> _Text excerpt_:
§ §

Fund managers should focus on the sweet spot where investment grade meets high yield for the best opportunities in the bond market, as this is where investors are most likely to get “panicked by a name” and take their eye off fundamentals.
This is according to Richard Woolnough (pictured), manager of the M&G Optimal Income fund.
Speaking at the Bond Vigilantes Forum 2020, Woolnough said he currently sees more opportunities in investment grade bonds than high yield, in contrast to the views of his M&G colleague Richard Ryan, deputy manager of the group’s Charibond Charities Fixed Interest fund.
But where both managers agreed is that the argument is a lot more nuanced than this, with the best opportunities to be found where the two classes merge.
“To me, the segment of the marketplace that currently looks most attractive is actually that crossover world between very weak investment grade and reasonably high-quality high yield,” said Ryan.

§ §

> _Supplied material_:

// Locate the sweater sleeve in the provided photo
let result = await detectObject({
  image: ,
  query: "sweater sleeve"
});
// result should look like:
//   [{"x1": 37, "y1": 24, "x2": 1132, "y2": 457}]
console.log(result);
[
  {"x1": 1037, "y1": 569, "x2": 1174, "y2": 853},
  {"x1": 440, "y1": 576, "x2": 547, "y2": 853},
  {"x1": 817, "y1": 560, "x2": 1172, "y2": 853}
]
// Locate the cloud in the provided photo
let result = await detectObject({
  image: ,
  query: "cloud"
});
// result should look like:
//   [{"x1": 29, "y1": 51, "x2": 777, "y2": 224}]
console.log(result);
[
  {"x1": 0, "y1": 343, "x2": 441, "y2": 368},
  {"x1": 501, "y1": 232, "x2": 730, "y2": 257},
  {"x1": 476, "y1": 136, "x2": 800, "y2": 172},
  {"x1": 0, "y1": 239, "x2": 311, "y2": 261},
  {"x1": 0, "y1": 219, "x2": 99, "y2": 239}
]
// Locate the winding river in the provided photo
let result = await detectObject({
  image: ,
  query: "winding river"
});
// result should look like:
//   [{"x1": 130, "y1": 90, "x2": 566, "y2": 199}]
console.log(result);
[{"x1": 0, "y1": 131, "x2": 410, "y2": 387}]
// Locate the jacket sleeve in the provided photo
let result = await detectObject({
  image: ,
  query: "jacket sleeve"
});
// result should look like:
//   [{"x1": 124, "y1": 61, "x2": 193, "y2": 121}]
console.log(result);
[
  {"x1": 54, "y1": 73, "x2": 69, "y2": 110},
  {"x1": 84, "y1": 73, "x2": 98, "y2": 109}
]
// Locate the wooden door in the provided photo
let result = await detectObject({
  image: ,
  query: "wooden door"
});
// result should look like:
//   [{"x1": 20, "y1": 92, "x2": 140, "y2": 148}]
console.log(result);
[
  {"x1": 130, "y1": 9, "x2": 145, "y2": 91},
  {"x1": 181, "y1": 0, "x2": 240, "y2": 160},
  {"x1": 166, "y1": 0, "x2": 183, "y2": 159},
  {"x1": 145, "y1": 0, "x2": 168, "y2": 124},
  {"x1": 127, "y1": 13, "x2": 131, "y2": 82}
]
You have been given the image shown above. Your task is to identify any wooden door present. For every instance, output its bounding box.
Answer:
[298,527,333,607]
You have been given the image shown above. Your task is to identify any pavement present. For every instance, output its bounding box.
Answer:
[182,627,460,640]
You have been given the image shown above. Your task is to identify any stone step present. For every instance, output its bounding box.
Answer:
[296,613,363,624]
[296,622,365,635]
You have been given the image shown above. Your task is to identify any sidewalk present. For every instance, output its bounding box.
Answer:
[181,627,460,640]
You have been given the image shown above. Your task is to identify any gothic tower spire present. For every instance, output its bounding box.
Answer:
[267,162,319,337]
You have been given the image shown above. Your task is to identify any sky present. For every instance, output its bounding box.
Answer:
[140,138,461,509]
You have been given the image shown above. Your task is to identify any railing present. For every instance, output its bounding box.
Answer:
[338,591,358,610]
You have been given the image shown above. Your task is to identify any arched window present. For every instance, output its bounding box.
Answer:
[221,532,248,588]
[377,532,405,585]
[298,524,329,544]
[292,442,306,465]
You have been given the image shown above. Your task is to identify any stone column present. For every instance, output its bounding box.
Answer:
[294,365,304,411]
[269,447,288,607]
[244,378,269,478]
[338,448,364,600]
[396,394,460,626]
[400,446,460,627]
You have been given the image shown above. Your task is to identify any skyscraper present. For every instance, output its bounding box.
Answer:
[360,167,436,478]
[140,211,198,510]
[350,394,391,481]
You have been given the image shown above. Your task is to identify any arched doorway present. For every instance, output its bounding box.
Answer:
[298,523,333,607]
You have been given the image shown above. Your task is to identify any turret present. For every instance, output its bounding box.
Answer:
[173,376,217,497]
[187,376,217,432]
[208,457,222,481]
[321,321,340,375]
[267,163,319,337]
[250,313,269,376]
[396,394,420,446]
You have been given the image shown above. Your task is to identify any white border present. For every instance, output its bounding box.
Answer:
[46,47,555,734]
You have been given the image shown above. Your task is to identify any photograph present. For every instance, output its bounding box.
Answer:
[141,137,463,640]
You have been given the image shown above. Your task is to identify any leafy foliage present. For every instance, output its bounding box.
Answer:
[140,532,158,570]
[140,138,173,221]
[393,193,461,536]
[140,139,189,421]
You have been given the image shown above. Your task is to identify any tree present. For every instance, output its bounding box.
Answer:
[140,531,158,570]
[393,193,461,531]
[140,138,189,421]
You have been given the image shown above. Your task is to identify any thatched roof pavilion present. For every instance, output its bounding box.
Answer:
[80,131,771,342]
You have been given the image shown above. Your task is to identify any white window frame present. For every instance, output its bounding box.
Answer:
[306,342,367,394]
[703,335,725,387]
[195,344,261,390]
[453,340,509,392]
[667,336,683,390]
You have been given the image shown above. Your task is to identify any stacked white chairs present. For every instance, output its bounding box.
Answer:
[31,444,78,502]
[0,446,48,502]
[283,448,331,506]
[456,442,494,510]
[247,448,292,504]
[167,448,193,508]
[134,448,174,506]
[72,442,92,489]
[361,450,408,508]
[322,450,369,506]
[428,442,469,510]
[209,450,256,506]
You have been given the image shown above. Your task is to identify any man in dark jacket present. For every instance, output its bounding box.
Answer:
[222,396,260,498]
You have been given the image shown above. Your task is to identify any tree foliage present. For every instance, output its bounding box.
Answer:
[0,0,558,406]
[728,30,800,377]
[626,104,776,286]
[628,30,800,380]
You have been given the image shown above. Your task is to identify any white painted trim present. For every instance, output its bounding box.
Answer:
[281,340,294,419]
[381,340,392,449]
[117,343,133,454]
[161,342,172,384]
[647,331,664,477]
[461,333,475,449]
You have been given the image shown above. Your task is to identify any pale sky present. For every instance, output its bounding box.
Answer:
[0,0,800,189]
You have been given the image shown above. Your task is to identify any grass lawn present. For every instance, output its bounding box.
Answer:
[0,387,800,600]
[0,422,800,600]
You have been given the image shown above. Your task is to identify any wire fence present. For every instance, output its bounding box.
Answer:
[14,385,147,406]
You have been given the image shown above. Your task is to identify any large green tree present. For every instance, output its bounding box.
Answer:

§ §

> _Task 1_: Duplicate everything in the bond market article from "Fund managers should" down to "eye off fundamentals.".
> _Task 2_: List each distinct person, fund, company, and event named in the bond market article, giving each one once.

> _Task response 1_:
Fund managers should focus on the sweet spot where investment grade meets high yield for the best opportunities in the bond market, as this is where investors are most likely to get “panicked by a name” and take their eye off fundamentals.

> _Task response 2_:
- Richard Woolnough
- M&G Optimal Income fund
- Bond Vigilantes Forum 2020
- M&G
- Richard Ryan
- Charibond Charities Fixed Interest fund